In the entries below, count each line holding the word "instance". Answer with the total alone.

Available records: Begin

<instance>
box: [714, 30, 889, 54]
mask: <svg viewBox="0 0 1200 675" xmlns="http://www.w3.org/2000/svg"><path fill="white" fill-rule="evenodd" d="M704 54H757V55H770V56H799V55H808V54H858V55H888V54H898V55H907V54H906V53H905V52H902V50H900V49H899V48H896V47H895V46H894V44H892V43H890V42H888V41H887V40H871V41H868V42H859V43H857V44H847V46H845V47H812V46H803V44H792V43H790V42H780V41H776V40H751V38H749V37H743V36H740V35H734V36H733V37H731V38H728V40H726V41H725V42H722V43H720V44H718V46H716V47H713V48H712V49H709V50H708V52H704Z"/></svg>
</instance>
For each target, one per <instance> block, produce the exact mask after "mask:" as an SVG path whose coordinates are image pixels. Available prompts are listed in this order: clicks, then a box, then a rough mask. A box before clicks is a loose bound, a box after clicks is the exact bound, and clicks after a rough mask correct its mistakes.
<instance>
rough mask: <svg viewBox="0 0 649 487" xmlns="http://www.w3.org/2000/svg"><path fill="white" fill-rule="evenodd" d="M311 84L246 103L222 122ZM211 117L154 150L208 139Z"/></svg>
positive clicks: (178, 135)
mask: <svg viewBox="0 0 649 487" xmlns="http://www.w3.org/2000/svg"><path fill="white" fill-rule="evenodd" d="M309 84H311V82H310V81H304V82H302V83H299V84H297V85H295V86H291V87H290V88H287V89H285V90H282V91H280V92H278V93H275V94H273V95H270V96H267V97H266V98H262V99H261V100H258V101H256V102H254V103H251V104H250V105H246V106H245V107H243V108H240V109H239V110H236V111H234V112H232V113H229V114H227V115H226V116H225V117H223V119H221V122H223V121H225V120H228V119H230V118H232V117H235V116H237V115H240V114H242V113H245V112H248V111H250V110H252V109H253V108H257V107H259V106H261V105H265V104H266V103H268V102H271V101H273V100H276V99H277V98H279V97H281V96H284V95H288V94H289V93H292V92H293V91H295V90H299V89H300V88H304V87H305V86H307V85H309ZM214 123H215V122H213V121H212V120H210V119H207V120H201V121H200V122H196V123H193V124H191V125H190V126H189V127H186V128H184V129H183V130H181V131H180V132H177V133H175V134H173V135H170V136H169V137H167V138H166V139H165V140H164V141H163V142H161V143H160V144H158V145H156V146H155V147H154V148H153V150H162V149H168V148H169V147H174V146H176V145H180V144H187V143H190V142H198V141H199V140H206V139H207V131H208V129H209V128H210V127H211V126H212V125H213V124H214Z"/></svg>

Available records: End

→ **Written solution**
4